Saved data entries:
Content starts
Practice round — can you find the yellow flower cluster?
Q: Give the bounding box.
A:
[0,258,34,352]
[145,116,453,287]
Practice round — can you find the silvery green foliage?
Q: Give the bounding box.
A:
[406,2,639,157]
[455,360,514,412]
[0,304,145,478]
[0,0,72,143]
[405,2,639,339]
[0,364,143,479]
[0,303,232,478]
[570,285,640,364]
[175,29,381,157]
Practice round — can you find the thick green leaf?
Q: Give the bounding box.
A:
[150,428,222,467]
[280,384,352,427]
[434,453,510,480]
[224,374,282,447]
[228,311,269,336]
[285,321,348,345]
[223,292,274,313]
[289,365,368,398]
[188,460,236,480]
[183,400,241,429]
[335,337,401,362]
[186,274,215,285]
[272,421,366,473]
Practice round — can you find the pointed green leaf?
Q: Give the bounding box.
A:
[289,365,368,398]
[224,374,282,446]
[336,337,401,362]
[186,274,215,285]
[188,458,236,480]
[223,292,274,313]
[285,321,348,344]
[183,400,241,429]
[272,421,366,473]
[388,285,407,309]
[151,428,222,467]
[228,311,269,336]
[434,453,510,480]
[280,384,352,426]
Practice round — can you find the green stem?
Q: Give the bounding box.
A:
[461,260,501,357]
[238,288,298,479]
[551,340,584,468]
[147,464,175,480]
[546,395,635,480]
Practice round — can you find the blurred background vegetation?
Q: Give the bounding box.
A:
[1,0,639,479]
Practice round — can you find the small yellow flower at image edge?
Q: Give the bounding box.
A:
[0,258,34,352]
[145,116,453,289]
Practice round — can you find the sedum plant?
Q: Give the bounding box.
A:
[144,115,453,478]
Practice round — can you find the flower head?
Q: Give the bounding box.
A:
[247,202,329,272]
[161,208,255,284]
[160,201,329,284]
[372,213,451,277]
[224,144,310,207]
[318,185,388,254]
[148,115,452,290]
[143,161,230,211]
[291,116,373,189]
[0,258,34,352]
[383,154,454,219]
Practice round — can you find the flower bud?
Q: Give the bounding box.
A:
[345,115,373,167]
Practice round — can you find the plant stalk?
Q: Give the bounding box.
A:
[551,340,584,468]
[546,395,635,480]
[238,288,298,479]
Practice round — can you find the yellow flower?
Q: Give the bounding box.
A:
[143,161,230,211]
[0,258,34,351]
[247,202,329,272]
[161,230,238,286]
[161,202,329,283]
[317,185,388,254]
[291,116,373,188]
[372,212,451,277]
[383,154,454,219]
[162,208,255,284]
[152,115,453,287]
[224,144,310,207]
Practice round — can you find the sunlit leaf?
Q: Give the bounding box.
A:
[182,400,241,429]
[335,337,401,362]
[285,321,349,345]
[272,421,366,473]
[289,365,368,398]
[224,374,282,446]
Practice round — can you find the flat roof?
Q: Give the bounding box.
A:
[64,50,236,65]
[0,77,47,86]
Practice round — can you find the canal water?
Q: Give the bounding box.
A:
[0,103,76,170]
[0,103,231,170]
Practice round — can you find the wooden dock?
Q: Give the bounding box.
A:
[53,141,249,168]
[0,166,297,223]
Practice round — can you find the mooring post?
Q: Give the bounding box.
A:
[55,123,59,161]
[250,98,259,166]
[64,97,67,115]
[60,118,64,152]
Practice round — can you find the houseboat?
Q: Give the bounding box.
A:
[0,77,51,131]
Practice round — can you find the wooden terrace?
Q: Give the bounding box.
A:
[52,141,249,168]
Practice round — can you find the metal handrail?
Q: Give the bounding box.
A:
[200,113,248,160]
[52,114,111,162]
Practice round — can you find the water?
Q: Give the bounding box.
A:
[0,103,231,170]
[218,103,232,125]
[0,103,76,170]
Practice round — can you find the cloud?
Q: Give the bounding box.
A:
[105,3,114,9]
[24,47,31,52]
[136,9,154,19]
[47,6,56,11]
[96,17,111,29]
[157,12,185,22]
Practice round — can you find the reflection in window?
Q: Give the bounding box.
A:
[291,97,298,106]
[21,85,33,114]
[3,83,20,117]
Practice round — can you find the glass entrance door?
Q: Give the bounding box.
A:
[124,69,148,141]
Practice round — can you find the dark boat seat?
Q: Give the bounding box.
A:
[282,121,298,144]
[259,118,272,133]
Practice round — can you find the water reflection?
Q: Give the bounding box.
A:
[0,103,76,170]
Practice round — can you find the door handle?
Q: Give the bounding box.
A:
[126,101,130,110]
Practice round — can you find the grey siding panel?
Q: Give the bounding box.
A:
Content ends
=== WORK ITEM ===
When a line in the records holds the string "water", copy that line.

=== OUTPUT FOR THIS TASK ===
Practice round — can you find the canal water?
Practice round — can you find the water?
Practice round — can you find the water reflection?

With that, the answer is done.